■ Requirements:
Output every record word for word.

----------------

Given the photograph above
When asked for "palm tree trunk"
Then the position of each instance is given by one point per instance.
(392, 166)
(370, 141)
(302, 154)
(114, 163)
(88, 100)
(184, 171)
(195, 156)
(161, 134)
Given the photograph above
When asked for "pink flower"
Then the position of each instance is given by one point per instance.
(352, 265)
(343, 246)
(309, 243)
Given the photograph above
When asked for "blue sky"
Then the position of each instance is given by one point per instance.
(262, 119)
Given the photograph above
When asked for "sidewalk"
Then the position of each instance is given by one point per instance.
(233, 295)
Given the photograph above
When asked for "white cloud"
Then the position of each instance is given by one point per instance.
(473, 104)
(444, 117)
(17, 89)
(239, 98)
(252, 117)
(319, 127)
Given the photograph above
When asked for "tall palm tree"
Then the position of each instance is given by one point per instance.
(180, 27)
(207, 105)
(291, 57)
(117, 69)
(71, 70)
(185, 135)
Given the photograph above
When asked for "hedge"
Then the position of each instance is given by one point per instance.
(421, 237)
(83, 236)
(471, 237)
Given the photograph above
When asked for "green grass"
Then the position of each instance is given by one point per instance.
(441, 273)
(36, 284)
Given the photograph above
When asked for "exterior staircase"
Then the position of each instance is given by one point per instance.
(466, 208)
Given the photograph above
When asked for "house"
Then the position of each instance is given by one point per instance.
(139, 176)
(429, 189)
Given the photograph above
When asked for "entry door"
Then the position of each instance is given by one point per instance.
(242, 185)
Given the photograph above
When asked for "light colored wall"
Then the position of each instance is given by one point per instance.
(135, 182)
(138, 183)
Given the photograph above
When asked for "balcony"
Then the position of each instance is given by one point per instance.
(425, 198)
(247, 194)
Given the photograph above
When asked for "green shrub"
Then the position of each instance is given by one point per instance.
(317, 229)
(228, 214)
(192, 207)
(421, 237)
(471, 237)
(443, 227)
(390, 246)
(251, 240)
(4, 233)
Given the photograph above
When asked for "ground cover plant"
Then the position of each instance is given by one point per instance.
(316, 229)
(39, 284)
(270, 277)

----------------

■ Complete answer:
Given the photograph above
When asked for "palm tree trunk"
Then the position of each instance is given by one point per instance.
(392, 166)
(370, 141)
(302, 154)
(114, 163)
(88, 100)
(184, 171)
(195, 156)
(161, 134)
Given the photograph above
When asked for "pink flower"
Then the position of each instance is given by one point per instance.
(352, 265)
(343, 246)
(309, 243)
Given the photograph above
When asked for "blue sky"
Then the position of each instance is given by one point per instance.
(262, 119)
Given the photograph above
When asked for "sidewalk"
Then the position of each instance is given by one point per instance.
(233, 295)
Given the photograph above
When asked for "white cloud"
Then the position of each instance is given by one point per instance.
(473, 104)
(444, 117)
(17, 89)
(239, 98)
(252, 117)
(319, 127)
Given the photograph above
When asked for "tall palm tree"
Then the position of each instance is given by one point per instance.
(180, 27)
(207, 105)
(291, 57)
(117, 69)
(71, 70)
(185, 135)
Given the photograph above
When asked for "hedge"
Then the position of each instance is given by one point per instance.
(421, 237)
(83, 236)
(471, 237)
Given the photograph above
When asked for "green grass"
Then the position of each instance is given by one point per instance.
(441, 273)
(36, 284)
Given the photograph above
When asked for "exterior staircase"
Then the position of each instance is given by one point per instance.
(466, 208)
Given the photograph above
When asked for "house"
Then the position of each instance is given by one point per instance.
(139, 176)
(429, 189)
Given the photograph above
When asked for "entry door"
Then the position of each instance is given by one point per instance.
(242, 185)
Given the photograph above
When asked for "light colored wall"
Then the position of each instance is given by one point per instance.
(135, 182)
(138, 183)
Given the photograph above
When asked for "balcony"
Then the position of each instance is given by one point per instance.
(425, 198)
(247, 194)
Given the photograph above
When asked for "green shrub"
Then the position of each instance is given by one point per instance.
(317, 229)
(228, 214)
(192, 207)
(421, 237)
(471, 237)
(443, 227)
(390, 246)
(251, 240)
(4, 233)
Given the photograph above
When asked for "ground cover plant"
Then the position of each instance is given by one point per instance.
(316, 229)
(39, 284)
(270, 277)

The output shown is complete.